◆ Estratto fornito
Sentenze di annullamento dell'atto negativo di controllo
e provvedimenti conseguenziali

Sino a qualche anno addietro si riteneva solitamente (ed il principio era da considerare pacifico, essendo affermato, sia pur implicitamente, dalla totalità della giurisprudenza) che l’annullamento giurisdizionale di un atto negativo di controllo di legittimità comportava in ogni caso l’acquisizione dell’efficacia da parte dell’atto soggetto a controllo (1).

Tale principio costituiva, secondo l’opinione allora corrente, il logico corollario di una serie di principi altrettanto pacifici e più generali secondo i quali il controllo di legittimità poteva essere esercitato non più di una volta ed il relativo potere si esauriva una volta emesso l’atto di controllo; con l’ulteriore conseguenza che, una volta esercitato il controllo in maniera esplicita (e cioè con l’emissione di un apposito provvedimento) ovvero in maniera tacita (e cioè dopo il decorso dei termini perentori previsti per l’esercizio del controllo stesso), l’organo di controllo non poteva tornare a pronunciarsi sul medesimo atto, neppure in occasione - o, per meglio dire, "approfittando" - dell’adozione degli atti applicativi (2).

I suesposti principi avevano una loro intima coerenza e trovavano un sicuro aggancio nei dati normativi i quali prevedono, da un lato, dei termini molto ristretti per l’esercizio del controllo e, dall’altro, che il controllo stesso può essere esercitato singulatim e cioè non mediante atti successivi (3), dato che il potere dell’organo di controllo si consuma dopo che il provvedimento sia stato emesso e comunicato all’organo di controllato (3).

◆ Estratto dei dati
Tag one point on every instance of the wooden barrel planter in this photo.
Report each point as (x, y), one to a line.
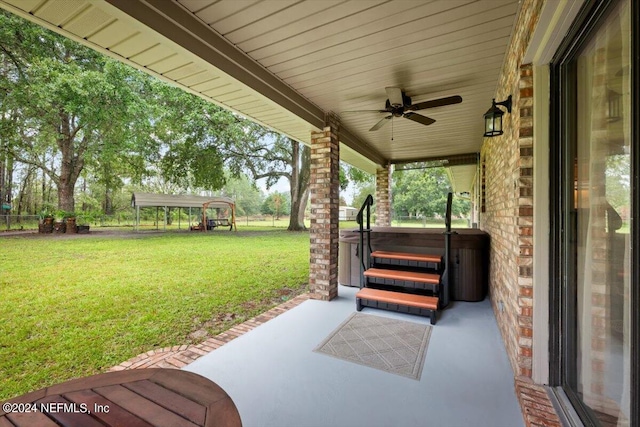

◆ Compiti scritti
A) Nell'estratto fornito, che cosa si riteneva, fino a qualche anno addietro, che comportasse in ogni caso l'annullamento giurisdizionale di un atto negativo di controllo di legittimità?
B) Riporta tutte le frasi tra parentesi tonde che compaiono nell'estratto fornito, esclusi i rimandi numerici come "(1)".

◆ Risposte per compito
A) L'acquisizione dell'efficacia da parte dell'atto soggetto a controllo.

B)
- (ed il principio era da considerare pacifico, essendo affermato, sia pur implicitamente, dalla totalità della giurisprudenza)
- (e cioè con l'emissione di un apposito provvedimento)
- (e cioè dopo il decorso dei termini perentori previsti per l'esercizio del controllo stesso)